EXTRACTO DE PÁGINA:

Pintó lo que no existía más que en su imaginación, como quien, no pudiendo reconstruir la realidad a su modo, inventa el decorado majestuoso donde le hubiera gustado vivir para suplantar el escenario miserable donde le tocó vivir.
La crítica debería ocuparse más de la vida de los artistas que de sus obras. De este acercamiento podría llegar a saberse de las obras más por lo que estas mismas son que por lo que se dice o se piensa acerca de ellas. Así se evita tener por conocimiento a la elucubración. Con esta premisa, visité a Emerio Darío Lunar en su domicilio de Cabimas, en agosto de 1990. Supe entonces que le quedaba poco tiempo de vida, afectado como estaba por un cáncer en los bronquios, del tipo conocido como coliflor. Manuel, el hermano ingeniero que enseñaba en la Universidad del Zulia, me mostró la radiografía del tumor en su pequeño estudio de la casa paterna que compartía con el pintor, en la calle Las Cabillas. ¿De qué sirve leer una sentencia de muerte? Esa especie de pasaporte librado a la nada en los consultorios médicos. En los últimos veinte años Lunar no hizo más que pintar. Primero: en sus comienzos, avisos publicitarios y letrero en molde, todo, por encargo, y, finalmente, a partir de 1966, cuadros y más cuadros. Al momento de morir su producción debía andar por el cuarto de millar de pinturas en formato promedio de 60 x 70 cm.

TAREAS A REALIZAR:
- 1) Indica si cada afirmación coincide con el texto sobre Emerio Darío Lunar y justifica cada respuesta con la cita exacta que lo decide: (a) La visita a Lunar se hizo en agosto de 1990. (b) Manuel enseñaba en la Universidad del Zulia. (c) Lunar empezó a pintar cuadros en 1976.
- 2) Según el texto sobre Emerio Darío Lunar, ¿en qué calle estaba la casa paterna que Manuel compartía con el pintor?
- 3) Continúa el texto sobre Emerio Darío Lunar a partir de su última oración, en uno o dos párrafos.

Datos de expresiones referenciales
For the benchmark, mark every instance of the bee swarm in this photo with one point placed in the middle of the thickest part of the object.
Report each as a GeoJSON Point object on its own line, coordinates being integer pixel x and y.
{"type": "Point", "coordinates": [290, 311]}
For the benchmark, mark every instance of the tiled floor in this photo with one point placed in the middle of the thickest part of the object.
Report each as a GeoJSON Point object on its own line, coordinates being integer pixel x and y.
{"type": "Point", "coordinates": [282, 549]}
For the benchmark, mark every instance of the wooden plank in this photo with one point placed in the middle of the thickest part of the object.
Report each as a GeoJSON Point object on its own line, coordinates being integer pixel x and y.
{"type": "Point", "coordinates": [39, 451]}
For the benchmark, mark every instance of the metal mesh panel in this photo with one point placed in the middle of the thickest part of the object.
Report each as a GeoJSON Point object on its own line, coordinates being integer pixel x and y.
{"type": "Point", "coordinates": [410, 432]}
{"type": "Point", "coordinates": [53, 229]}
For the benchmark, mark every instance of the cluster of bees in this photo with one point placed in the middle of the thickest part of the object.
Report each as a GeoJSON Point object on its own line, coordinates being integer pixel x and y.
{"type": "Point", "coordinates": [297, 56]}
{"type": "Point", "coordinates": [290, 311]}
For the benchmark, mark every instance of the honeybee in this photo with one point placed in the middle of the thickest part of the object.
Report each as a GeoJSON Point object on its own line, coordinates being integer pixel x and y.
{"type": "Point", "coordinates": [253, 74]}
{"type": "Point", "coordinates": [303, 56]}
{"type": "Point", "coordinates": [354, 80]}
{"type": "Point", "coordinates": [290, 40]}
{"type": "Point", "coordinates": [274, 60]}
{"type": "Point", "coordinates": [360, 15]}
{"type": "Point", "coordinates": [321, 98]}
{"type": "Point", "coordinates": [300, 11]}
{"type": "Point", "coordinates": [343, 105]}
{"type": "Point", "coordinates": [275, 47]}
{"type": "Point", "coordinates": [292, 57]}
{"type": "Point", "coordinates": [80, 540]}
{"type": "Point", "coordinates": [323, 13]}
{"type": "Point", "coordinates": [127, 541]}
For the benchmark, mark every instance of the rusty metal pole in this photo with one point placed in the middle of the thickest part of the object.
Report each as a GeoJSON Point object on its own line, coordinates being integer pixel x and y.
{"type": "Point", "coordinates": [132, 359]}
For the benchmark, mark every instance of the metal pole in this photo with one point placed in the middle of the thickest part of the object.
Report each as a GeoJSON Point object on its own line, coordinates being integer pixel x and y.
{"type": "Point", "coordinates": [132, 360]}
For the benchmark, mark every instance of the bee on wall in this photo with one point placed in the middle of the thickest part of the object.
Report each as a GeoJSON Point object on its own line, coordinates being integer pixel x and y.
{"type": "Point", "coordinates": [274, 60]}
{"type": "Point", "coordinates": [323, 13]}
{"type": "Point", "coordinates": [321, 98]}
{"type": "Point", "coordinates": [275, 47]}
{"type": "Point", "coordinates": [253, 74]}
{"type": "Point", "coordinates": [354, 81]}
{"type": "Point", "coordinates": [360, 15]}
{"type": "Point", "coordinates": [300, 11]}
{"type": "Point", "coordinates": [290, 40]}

RESPUESTAS POR TAREA:
- 1)
(a) Sí: "visité a Emerio Darío Lunar en su domicilio de Cabimas, en agosto de 1990".
(b) Sí: "Manuel, el hermano ingeniero que enseñaba en la Universidad del Zulia".
(c) No: "a partir de 1966, cuadros y más cuadros".

- 2) En la calle Las Cabillas.

- 3)
Su tiempo lo compartía en pintar durante jornadas interminables y en visitar de noche en noche los burdeles donde hallaba las modelos rubias de sus cuadros, y también sus pobres aunque fastuosos amores. Oculto a la mirada de los curiosos, cigarrillo tras cigarrillo, cerrados los postigos de la ventana que daba al recibo elegido como inmutable taller, pintó toda su obra empleando esmaltes industriales durante esas cálidas jornadas que se iniciaban en el día y concluían en las madrugadas del día siguiente, a la luz de un bombillo sin pantalla. Dejó de trabajar cuando no pudo tenerse más en pie, sin fuerzas para hacerlo. De existir la eternidad, hubiera podido continuar infinitamente, sin ocuparse de nada más y olvidado por completo de que tenía los días contados (aunque ¿cómo puede tenerse los días contados y disponer a la vez de la eternidad?). Para eso sabía que vivía.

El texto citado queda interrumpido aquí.